| PASSAGE |
OutGiving Conference Teaches Checkbook Activism

By Karen Ocamb

While protests, political campaigns, and legal battles are most often in the media spotlight, another significant effort to advance the LGBT rights movement is gathering momentum without much fanfare. More and more donors, large and small, are learning how to fund the movement's infrastructure and long-term objectives, rather than solely fund an individual or organization. In many ways, the LGBT checkbook activists are taking a page out of the right wing's playbook.

Such thought-provoking skills building is the subject of workshops and seminars at the day-long OutGiving Conference on Oct. 7-8 at the Bel Age Hotel. The conference, sponsored for the first time in L.A. by the Liberty Hill Foundation and the Gill Foundation, is "solicitation-free" but open to all "who are interested in increasing the amount and effectiveness of their giving."

Checkbook activism is nothing new to the LGBT and HIV/AIDS communities. After Stonewall, in the early 1970s, businessmen and lawyers such as Sheldon Andelson often paid utility bills and threw roasts to raise money for the new Gay Community Services Center. Meanwhile such groups as the Municipal Elections Committee of Los Angeles (MECLA) and the Human Rights Campaign Fund used gay wealth to gain access to mainstream politicians. Many of these same contributors subsequently funded HIV/AIDS organizations denied funding by local, state and federal governments.

The Internet boom of the 1990s prompted gays like Tim Gill and David Bohnett to start their own socially conscious foundations, as music mogul David Geffen had done, generally responsive to broad themes or specific, favorite organizations. Smaller donors have also targeted their giving, usually by going to fund-raising events, with no real connection to how their donations are actually spent.

But in the past few years, there has been a paradigm shift from "reactive" giving in responsive to crisis and right-wing attacks to thinking about long-term movement development. New models of philanthropy have been developed, such as that created by philanthropist and business management consultant Weston Milliken.

Wanting to strategically increase his personal giving to the LGBT community, Milliken attended a national OutGiving conference to network and learn about others' successes and mistakes. Upon his return, Milliken created a donor circle with three friends to do "intelligent giving." Instead of setting up a new foundation, they selected existing nonprofits to act as collaborative, funding intermediaries, essentially housing their money. They then expanded their circle to include knowledgeable grassroots activists and experienced nonprofit staff to help select local groups to fund.

At Liberty Hill, they set up the Queer Youth Fund. "We chose youth because if we give money to organizations that provide youth with leadership training and a safe space, you are providing for the long term. Political change starts with younger people -- that's the basic idea," Milliken told IN.

| Stored data |

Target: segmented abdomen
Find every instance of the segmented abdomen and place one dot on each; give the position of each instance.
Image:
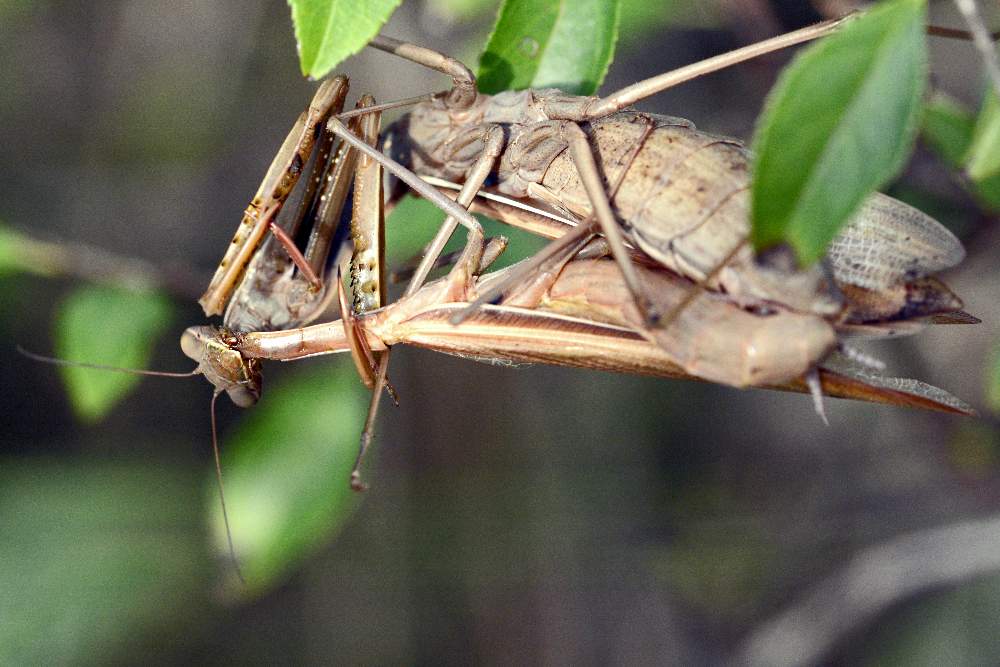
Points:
(683, 194)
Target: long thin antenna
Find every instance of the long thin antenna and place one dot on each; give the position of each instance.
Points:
(101, 367)
(222, 493)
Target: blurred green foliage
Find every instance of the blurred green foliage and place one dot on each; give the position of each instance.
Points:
(111, 327)
(839, 123)
(286, 471)
(102, 555)
(983, 160)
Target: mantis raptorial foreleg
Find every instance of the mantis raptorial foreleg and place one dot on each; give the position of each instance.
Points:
(279, 181)
(459, 278)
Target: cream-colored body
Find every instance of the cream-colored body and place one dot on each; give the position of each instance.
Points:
(683, 197)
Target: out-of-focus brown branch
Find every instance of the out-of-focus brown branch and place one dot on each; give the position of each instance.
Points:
(871, 582)
(53, 259)
(982, 39)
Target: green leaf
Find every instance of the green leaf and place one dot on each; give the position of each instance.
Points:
(286, 472)
(993, 381)
(947, 128)
(550, 44)
(328, 31)
(20, 253)
(983, 160)
(97, 558)
(113, 327)
(839, 123)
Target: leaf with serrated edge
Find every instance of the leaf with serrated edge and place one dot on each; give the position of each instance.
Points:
(839, 124)
(328, 31)
(550, 44)
(113, 327)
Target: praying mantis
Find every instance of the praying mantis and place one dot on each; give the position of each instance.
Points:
(684, 284)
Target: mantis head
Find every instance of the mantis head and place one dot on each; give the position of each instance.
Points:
(222, 365)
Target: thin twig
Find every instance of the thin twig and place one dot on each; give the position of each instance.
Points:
(981, 38)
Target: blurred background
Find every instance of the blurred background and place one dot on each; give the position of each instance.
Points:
(529, 515)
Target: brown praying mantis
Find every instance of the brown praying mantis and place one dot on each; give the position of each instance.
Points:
(675, 195)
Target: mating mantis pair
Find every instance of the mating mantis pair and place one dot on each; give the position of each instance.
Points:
(687, 298)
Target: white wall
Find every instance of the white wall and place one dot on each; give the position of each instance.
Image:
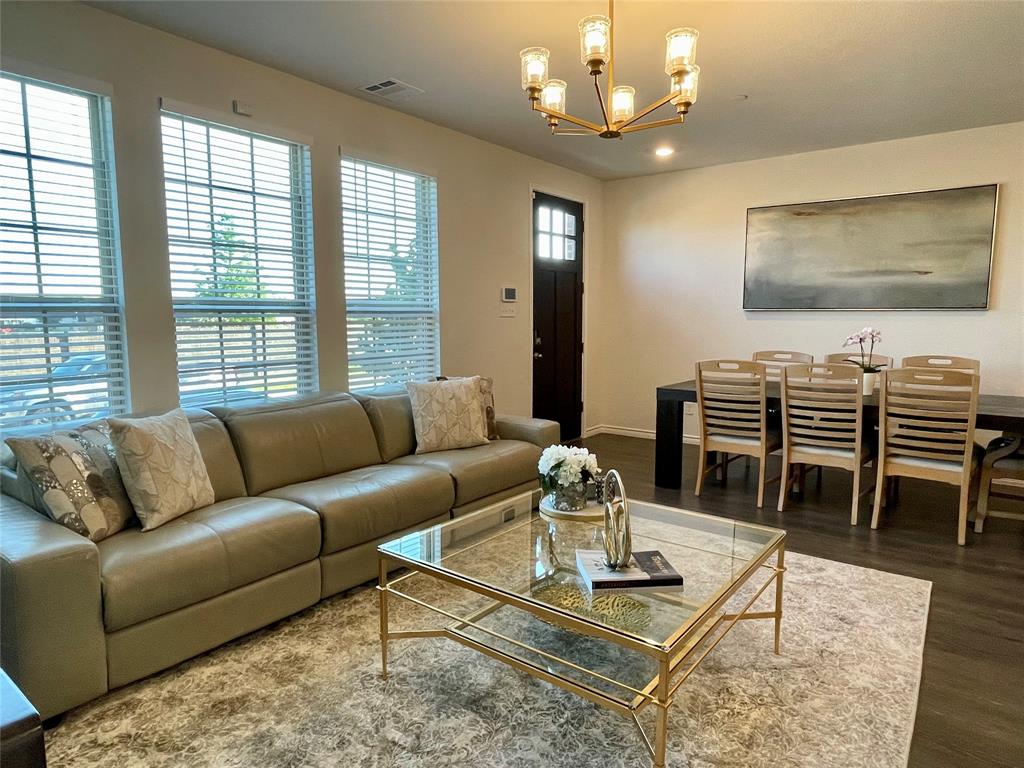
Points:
(664, 271)
(483, 190)
(672, 278)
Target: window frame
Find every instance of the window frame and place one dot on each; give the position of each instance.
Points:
(108, 305)
(302, 307)
(359, 310)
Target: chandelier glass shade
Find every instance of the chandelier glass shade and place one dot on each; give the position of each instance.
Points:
(619, 115)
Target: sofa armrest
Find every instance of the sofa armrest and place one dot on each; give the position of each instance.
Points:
(51, 630)
(539, 431)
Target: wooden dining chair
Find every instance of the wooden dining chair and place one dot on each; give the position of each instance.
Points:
(926, 430)
(776, 359)
(943, 363)
(823, 424)
(733, 417)
(879, 360)
(1004, 461)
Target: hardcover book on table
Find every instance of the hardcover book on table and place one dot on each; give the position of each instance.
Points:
(647, 571)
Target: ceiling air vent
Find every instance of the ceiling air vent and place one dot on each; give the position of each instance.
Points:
(392, 90)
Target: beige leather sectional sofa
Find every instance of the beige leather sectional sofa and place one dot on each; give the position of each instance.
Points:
(305, 491)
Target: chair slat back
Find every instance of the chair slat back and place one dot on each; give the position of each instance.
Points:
(928, 414)
(943, 363)
(822, 406)
(776, 359)
(879, 360)
(731, 398)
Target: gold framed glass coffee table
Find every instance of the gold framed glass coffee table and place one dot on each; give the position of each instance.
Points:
(507, 586)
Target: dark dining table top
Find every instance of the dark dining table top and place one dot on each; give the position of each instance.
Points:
(994, 411)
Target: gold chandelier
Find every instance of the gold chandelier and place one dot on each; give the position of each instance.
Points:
(597, 51)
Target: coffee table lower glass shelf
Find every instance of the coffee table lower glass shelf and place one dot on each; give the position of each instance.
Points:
(509, 589)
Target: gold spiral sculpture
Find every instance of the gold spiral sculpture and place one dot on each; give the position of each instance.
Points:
(616, 536)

| BRIEF |
Based on the article on the OutGiving Conference, decide whether each statement agrees with it. For each, answer yes or no and quote the words that settle it. (a) The conference is held at the Bel Age Hotel. (b) Milliken and his friends set up a new foundation for their giving. (c) The Queer Youth Fund was set up at the Gill Foundation. The listing is separate material and has no connection to the article on the OutGiving Conference.

| RESULT FOR THIS TASK |
(a) Yes: "on Oct. 7-8 at the Bel Age Hotel"
(b) No: "Instead of setting up a new foundation, they selected existing nonprofits to act as collaborative, funding intermediaries"
(c) No: "At Liberty Hill, they set up the Queer Youth Fund."